● Text provided:
######

Re: review - pg_stat_statements

From: Pavel Stehule <pavel(dot)stehule(at)gmail(dot)com>
To: Peter Geoghegan <pg(at)heroku(dot)com>
Cc: PostgreSQL Hackers <pgsql-hackers(at)postgresql(dot)org>, Peter Geoghegan <peter(dot)geoghegan86(at)gmail(dot)com>
Subject: Re: review - pg_stat_statements
Date: 2013-11-24 16:29:21
Message-ID: CAFj8pRD=RfrzwsbgSr0oqY4K-3CougZywg9JKFOd9qkdHxxMBw@mail.gmail.com
Views: Raw Message | Whole Thread | Download mbox | Resend email
Thread:
Lists: pgsql-hackers

2013/11/24 Peter Geoghegan <pg(at)heroku(dot)com>

> On Sun, Nov 24, 2013 at 1:18 AM, Pavel Stehule <pavel(dot)stehule(at)gmail(dot)com>
> wrote:
> > I got a compilation warning:
>
> I'll look into it.

######

● Data records:

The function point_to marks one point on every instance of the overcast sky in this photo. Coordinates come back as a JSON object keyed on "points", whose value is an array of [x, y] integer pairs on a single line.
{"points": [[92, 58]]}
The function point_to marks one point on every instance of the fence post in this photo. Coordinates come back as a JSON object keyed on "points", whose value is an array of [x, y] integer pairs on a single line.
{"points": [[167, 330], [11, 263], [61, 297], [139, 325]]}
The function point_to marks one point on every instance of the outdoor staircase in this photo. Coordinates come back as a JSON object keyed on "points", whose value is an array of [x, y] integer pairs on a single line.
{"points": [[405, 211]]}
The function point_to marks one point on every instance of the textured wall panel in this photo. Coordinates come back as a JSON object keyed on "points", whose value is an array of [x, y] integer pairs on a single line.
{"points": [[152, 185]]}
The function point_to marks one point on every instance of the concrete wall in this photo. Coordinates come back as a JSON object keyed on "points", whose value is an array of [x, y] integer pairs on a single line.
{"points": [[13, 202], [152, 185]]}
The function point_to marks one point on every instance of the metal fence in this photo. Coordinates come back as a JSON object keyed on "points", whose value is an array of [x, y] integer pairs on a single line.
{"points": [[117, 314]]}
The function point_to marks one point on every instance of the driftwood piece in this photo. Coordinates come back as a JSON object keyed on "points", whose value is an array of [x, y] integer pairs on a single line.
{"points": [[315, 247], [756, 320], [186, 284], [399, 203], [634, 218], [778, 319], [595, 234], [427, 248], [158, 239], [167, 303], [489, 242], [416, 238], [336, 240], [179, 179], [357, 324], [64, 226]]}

######

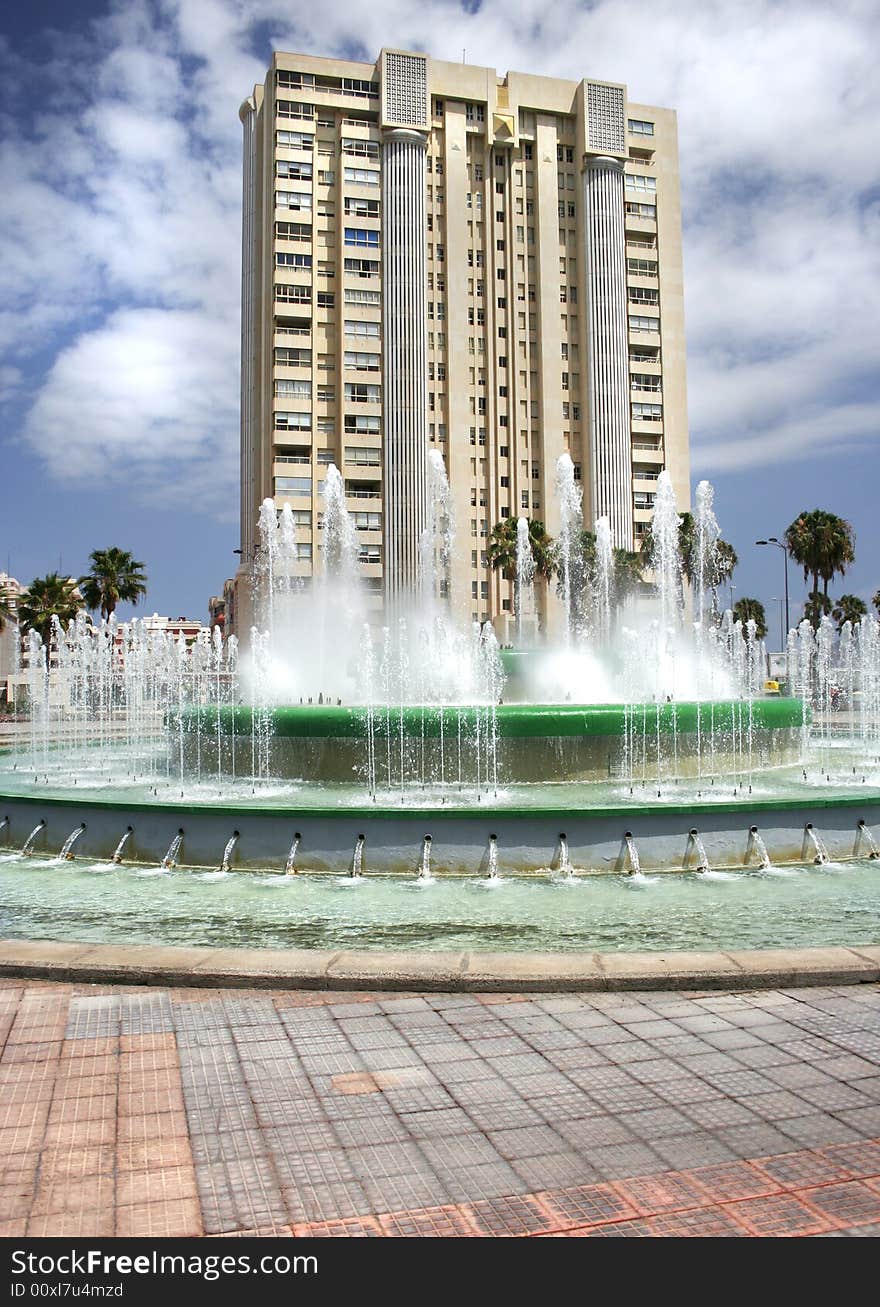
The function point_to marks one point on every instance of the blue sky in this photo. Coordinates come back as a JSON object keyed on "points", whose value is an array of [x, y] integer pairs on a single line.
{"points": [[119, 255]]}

######

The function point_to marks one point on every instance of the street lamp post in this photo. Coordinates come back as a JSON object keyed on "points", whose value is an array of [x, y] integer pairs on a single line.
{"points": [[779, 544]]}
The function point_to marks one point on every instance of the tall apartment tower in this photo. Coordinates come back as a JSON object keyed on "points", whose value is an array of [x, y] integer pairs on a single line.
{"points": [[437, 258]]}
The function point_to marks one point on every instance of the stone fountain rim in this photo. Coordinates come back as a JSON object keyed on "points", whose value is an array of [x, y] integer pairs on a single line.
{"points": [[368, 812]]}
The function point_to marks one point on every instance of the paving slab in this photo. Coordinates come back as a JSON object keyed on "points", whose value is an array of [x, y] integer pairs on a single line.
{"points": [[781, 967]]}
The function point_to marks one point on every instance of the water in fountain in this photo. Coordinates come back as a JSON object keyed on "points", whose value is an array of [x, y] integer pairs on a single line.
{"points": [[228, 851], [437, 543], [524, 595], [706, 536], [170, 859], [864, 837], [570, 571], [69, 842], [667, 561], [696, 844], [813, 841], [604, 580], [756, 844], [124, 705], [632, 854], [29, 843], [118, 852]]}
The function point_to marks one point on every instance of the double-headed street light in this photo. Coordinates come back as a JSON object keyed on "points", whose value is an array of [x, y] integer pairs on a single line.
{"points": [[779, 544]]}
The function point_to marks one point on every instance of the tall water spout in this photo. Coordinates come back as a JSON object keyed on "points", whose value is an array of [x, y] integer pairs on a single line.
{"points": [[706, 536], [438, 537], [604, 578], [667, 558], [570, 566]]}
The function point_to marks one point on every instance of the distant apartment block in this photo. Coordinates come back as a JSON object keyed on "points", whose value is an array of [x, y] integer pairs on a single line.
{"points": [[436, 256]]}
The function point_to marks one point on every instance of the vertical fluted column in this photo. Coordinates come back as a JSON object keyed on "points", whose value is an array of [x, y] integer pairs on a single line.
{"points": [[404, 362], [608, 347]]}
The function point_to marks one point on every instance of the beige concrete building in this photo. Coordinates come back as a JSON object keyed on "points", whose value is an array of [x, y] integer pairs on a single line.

######

● Objective 1:
How many lines of the records contain the string "street"? Reply with the number alone.
● Objective 2:
Write what comes next in the mailing-list message about pg_stat_statements, picking up after its final line.
The mailing-list message and the records were taken from unrelated sources.

● Exercise response 1:
2

● Exercise response 2:
>
> > * I tried do some basic benchmark, and I didn't see any negative on
> > performance related to implemented feature
>
> You're never going to see any performance impact with something like a
> regular pgbench workload. That's because you'll only ever write query
> texts out when a shared lock is held. With only extreme exceptions (a
> garbage collection), exceptions will never be exercised by what you're
> doing, you will only block whole new entries from being added -
> existing stat counters are just protected by a shared lock + spinlock.
>
> You might consider rigging pg_stat_statements to create a new hash
> value randomly (consisting of a random integer for a queryid "hash")
> maybe 1% - 10% of the time. That would simulate the cache being filled
> quickly, I guess, where that shared lock will conflict with the
> exclusive lock, potentially showing where what I've done can hurt. I
> recommend in the interest of fairness not letting it get so far as to
> put the cache under continual pressure.
>
> Now, this isn't that important a case, because having a larger hash
> table makes exclusive locking/new entries less necessary, and this
> work enables people to have larger hash tables. But it does matter to
> some degree.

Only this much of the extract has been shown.